Copy out the material from the line containing "[tag] satellite dish" up to and including the line containing "(219, 246), (420, 327)", reproducing each line as it appears.

Records for the exercise -
# # # # #
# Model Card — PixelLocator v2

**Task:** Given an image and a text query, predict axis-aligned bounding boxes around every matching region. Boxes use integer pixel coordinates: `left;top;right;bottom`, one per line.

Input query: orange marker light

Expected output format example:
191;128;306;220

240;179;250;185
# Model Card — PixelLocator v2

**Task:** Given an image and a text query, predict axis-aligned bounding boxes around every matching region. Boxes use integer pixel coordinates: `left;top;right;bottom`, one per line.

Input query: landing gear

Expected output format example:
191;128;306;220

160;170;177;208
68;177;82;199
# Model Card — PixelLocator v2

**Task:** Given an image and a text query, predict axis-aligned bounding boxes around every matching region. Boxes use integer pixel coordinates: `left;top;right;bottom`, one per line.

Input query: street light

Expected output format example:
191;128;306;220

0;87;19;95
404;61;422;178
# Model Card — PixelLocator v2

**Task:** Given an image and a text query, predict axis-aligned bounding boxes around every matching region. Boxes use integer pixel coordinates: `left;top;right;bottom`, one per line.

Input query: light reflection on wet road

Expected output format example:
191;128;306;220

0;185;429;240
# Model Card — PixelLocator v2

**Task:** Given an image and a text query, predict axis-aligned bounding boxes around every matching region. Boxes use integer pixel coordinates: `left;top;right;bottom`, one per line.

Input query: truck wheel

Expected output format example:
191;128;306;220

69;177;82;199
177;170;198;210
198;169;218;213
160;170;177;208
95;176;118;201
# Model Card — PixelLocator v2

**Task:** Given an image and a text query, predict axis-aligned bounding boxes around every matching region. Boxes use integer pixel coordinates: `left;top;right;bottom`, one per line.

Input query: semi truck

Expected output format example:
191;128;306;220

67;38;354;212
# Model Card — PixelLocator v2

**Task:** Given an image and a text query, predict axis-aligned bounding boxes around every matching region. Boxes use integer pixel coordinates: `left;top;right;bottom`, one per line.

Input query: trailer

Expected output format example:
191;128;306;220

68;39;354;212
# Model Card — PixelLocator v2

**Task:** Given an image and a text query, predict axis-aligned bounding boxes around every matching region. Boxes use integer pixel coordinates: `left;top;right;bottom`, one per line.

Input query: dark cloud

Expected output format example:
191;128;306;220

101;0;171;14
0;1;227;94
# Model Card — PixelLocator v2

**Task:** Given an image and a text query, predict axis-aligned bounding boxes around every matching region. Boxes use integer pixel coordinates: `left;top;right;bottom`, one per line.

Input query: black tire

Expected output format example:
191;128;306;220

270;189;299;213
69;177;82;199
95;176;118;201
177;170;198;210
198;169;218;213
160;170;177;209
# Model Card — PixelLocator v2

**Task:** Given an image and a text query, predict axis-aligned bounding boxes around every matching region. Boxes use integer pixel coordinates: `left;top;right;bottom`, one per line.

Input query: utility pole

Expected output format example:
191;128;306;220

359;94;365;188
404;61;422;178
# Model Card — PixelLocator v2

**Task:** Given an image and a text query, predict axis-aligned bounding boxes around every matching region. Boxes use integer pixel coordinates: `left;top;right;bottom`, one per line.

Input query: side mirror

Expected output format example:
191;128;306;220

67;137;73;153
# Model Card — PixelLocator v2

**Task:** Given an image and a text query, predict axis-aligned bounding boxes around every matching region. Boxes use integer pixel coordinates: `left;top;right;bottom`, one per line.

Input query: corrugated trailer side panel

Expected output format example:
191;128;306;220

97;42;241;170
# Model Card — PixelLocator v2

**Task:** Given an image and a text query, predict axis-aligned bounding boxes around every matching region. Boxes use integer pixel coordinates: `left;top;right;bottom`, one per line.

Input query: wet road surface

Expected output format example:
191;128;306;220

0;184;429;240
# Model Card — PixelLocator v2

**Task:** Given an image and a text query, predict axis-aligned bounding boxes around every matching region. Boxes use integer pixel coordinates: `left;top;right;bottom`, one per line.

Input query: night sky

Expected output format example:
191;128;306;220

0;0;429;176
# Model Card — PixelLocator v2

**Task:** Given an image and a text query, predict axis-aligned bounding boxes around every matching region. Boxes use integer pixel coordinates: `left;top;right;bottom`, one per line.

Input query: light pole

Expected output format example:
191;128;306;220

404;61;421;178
# # # # #
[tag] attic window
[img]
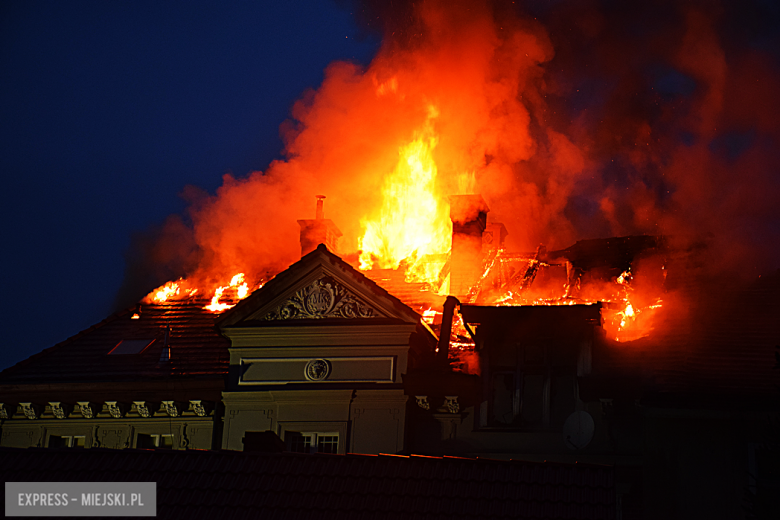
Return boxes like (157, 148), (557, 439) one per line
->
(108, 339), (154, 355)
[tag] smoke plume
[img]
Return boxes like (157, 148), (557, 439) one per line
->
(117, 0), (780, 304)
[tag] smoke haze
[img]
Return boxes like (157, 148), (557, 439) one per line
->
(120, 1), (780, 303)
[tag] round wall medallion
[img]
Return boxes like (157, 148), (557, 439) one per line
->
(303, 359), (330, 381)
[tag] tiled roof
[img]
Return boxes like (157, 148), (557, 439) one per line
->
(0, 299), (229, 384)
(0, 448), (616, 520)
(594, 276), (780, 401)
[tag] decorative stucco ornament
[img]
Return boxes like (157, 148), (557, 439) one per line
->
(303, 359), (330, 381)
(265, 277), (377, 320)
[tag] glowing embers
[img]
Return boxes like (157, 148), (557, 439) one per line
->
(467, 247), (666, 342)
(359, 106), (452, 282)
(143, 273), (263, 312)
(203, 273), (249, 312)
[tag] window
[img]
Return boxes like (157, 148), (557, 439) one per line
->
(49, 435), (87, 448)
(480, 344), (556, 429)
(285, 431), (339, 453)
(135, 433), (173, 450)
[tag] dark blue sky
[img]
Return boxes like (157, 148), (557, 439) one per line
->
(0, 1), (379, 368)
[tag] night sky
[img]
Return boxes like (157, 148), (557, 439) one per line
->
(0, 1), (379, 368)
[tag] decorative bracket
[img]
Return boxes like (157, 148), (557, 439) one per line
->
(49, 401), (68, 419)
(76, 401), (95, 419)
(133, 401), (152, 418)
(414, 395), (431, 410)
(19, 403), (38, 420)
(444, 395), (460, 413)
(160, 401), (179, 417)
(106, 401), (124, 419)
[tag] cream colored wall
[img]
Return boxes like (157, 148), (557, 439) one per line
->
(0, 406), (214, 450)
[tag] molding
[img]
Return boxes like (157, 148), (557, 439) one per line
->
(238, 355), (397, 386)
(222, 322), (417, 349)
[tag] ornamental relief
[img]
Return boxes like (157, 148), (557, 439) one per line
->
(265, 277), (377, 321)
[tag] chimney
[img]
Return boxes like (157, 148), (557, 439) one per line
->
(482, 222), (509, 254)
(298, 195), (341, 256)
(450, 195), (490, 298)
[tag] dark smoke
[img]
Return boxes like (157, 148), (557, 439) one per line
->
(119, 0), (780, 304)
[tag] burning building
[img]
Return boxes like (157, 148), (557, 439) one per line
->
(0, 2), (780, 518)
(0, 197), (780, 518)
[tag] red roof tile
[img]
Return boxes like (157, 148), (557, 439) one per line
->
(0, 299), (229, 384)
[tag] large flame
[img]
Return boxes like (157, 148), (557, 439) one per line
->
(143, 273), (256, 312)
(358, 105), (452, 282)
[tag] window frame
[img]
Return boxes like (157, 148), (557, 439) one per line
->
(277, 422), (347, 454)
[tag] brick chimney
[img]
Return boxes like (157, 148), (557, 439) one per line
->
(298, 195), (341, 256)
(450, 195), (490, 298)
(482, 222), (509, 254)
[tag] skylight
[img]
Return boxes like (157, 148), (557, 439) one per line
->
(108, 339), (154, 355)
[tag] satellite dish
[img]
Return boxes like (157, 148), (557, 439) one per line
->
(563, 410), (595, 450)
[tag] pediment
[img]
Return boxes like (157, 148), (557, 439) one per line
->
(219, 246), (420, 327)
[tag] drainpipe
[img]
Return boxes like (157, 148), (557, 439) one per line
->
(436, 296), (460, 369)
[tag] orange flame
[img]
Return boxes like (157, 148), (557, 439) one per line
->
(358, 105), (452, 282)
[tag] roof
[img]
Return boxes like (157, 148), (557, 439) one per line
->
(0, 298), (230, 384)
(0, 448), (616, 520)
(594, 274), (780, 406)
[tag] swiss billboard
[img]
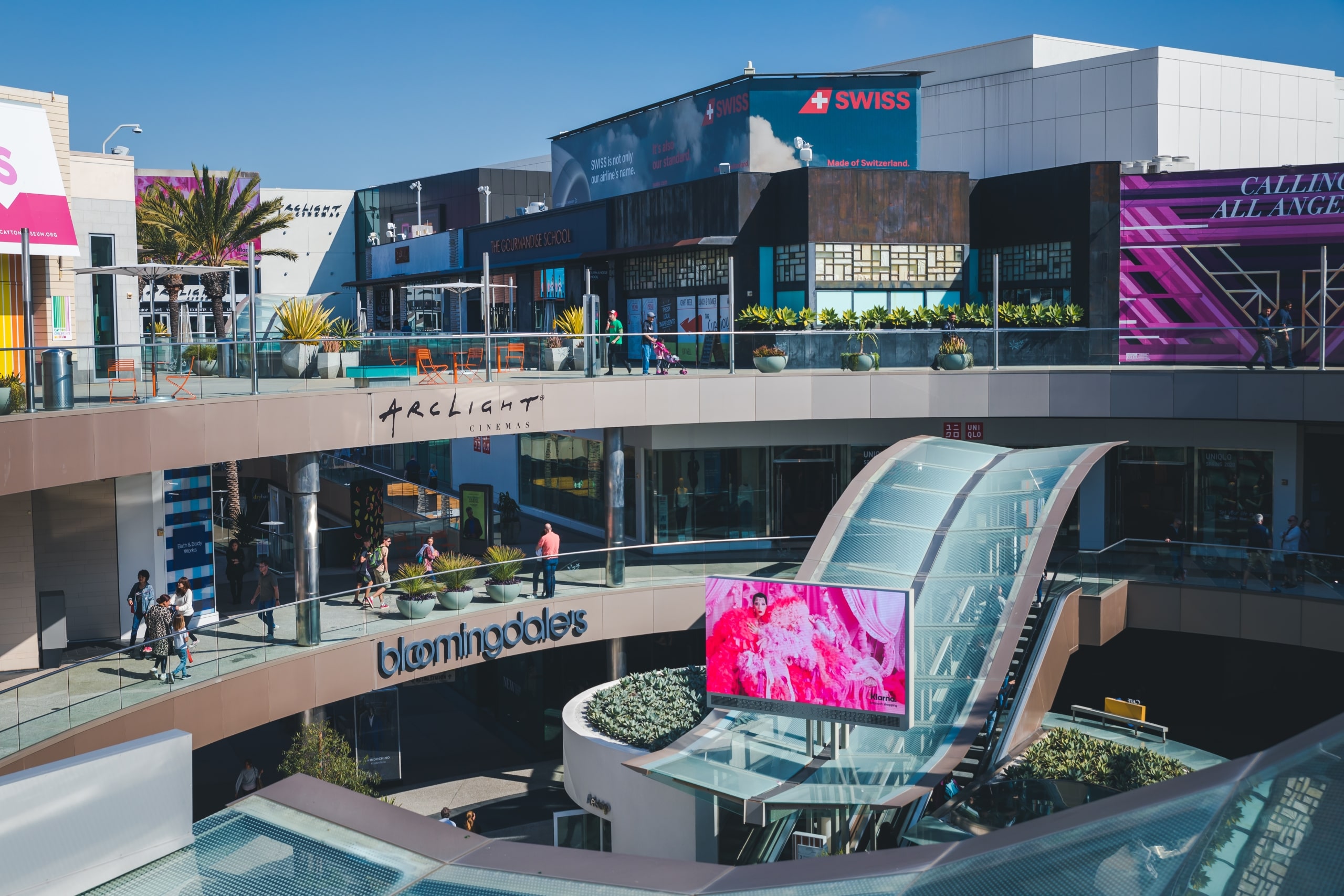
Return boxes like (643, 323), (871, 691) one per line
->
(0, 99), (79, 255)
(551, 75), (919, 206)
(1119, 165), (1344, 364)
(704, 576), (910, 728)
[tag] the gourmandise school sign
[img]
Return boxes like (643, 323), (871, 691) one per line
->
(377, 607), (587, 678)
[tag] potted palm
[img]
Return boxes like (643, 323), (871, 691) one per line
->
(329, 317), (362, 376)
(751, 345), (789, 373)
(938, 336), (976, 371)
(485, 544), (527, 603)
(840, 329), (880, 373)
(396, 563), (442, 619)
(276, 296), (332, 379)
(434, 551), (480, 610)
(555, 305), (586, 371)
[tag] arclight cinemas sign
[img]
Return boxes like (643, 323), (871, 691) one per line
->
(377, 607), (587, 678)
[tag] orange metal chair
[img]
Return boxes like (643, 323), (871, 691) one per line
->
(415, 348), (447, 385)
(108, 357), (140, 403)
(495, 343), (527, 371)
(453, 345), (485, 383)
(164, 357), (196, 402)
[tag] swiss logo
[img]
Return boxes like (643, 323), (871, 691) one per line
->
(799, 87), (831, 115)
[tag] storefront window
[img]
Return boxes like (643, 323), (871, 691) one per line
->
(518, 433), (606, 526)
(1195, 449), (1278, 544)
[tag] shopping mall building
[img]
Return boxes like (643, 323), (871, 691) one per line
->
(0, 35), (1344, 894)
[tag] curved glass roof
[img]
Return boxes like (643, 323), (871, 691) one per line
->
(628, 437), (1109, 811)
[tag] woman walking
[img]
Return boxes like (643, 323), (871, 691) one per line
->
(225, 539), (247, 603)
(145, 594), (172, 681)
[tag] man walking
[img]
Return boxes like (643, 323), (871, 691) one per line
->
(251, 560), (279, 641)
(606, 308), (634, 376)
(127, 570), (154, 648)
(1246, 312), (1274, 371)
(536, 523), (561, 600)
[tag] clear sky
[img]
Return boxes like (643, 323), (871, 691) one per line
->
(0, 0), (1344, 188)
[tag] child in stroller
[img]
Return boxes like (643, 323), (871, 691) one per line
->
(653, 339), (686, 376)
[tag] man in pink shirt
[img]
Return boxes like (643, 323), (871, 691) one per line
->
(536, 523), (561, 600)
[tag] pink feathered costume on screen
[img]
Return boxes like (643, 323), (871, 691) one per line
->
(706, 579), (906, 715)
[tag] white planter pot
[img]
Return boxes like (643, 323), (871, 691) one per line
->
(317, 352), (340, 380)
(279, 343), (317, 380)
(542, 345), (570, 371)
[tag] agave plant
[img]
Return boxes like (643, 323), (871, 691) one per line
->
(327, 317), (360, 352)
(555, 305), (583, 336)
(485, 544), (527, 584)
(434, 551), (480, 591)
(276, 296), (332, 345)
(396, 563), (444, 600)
# # # # #
Solution below -
[tag] satellite dish
[img]
Return boxes like (157, 148), (557, 439) one per line
->
(563, 410), (595, 450)
[tag] pediment
[img]
Return boxes like (157, 148), (557, 439) one per line
->
(219, 246), (420, 327)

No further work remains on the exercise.